═══ RECORDS

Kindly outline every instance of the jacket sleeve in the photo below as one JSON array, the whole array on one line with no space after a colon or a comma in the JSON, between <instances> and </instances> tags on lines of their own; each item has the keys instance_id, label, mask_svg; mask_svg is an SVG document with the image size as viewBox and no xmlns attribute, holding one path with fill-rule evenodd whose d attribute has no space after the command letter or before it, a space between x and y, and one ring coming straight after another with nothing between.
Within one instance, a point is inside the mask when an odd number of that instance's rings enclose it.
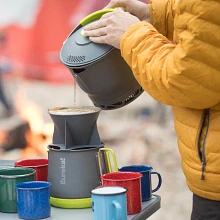
<instances>
[{"instance_id":1,"label":"jacket sleeve","mask_svg":"<svg viewBox=\"0 0 220 220\"><path fill-rule=\"evenodd\" d=\"M199 10L192 11L198 4ZM171 106L209 108L220 102L220 4L191 0L181 1L179 7L178 44L151 24L140 22L122 36L121 54L139 84L157 101Z\"/></svg>"},{"instance_id":2,"label":"jacket sleeve","mask_svg":"<svg viewBox=\"0 0 220 220\"><path fill-rule=\"evenodd\" d=\"M159 33L173 39L175 10L178 0L151 0L150 20Z\"/></svg>"}]
</instances>

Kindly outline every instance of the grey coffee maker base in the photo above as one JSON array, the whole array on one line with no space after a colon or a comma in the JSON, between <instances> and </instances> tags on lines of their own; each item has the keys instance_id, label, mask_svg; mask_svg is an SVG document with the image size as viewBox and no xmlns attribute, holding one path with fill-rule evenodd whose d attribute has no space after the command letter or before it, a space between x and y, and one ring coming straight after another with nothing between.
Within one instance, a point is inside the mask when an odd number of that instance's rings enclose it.
<instances>
[{"instance_id":1,"label":"grey coffee maker base","mask_svg":"<svg viewBox=\"0 0 220 220\"><path fill-rule=\"evenodd\" d=\"M0 169L13 167L14 161L12 160L0 160ZM158 195L153 195L152 199L142 203L142 211L136 215L128 215L127 220L145 220L153 215L160 209L161 198ZM48 220L63 220L63 219L80 219L91 220L92 209L60 209L51 207L51 216ZM18 214L8 214L0 212L0 219L4 220L19 220Z\"/></svg>"}]
</instances>

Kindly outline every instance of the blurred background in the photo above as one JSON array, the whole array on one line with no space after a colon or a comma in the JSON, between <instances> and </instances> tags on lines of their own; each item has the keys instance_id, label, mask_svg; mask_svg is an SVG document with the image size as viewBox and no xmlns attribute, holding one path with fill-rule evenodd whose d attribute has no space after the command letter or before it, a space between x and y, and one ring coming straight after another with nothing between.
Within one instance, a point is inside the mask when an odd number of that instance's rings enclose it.
<instances>
[{"instance_id":1,"label":"blurred background","mask_svg":"<svg viewBox=\"0 0 220 220\"><path fill-rule=\"evenodd\" d=\"M62 43L82 18L107 3L0 0L0 160L47 157L53 134L47 110L74 101L74 79L59 59ZM76 103L92 105L79 87ZM192 195L181 170L171 108L144 93L121 109L102 111L97 124L119 166L146 164L161 173L162 207L150 219L190 219Z\"/></svg>"}]
</instances>

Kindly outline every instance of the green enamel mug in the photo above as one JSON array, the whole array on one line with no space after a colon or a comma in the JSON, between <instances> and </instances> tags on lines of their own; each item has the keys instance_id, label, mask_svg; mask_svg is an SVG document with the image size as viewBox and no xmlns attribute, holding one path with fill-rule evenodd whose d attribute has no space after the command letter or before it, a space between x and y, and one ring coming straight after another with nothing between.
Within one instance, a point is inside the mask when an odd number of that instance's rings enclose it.
<instances>
[{"instance_id":1,"label":"green enamel mug","mask_svg":"<svg viewBox=\"0 0 220 220\"><path fill-rule=\"evenodd\" d=\"M17 212L15 184L35 180L32 168L7 168L0 170L0 212Z\"/></svg>"}]
</instances>

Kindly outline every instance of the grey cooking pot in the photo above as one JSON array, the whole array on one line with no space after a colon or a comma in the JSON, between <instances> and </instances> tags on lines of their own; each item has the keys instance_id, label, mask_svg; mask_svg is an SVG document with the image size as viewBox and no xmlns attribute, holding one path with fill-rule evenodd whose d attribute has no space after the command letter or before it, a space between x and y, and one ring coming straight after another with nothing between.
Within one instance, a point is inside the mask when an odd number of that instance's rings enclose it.
<instances>
[{"instance_id":1,"label":"grey cooking pot","mask_svg":"<svg viewBox=\"0 0 220 220\"><path fill-rule=\"evenodd\" d=\"M83 35L85 25L113 10L103 9L83 19L67 37L60 52L62 63L79 87L103 110L123 107L143 92L120 50L93 43Z\"/></svg>"},{"instance_id":2,"label":"grey cooking pot","mask_svg":"<svg viewBox=\"0 0 220 220\"><path fill-rule=\"evenodd\" d=\"M112 171L109 164L111 162L104 156L104 151L100 150L102 148L104 144L84 148L80 146L79 149L72 150L49 145L48 181L52 184L50 195L62 199L90 198L91 190L101 184L100 175L109 172L109 169ZM117 169L116 166L117 164L114 168Z\"/></svg>"}]
</instances>

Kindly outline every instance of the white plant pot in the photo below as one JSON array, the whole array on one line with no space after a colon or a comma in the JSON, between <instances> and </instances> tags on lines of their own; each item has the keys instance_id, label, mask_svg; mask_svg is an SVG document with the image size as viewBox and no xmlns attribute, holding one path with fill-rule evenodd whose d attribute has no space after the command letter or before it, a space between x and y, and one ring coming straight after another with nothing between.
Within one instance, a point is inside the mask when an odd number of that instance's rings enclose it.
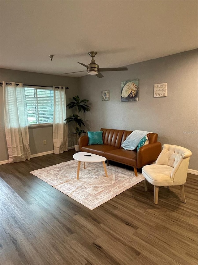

══════

**PROBLEM DESCRIPTION:**
Find each line of the items above that contains the word "white", and copy those lines.

**ANSWER FOR THIS EXERCISE:**
Kindly outline every instance of the white plant pot in the photo below as one JSON array, the whole array on one line with no space after a colon or a comma in the JSON, between <instances> and </instances> tags on lines of their own; each item has the keys instance_id, label, mask_svg; mask_svg is an SVG document with the image size as viewBox and no xmlns attribute, holding one path with fill-rule evenodd whose d attribute has no space after the command letter or before it, a space between x and y, and one ring coming straight after another with nothing between.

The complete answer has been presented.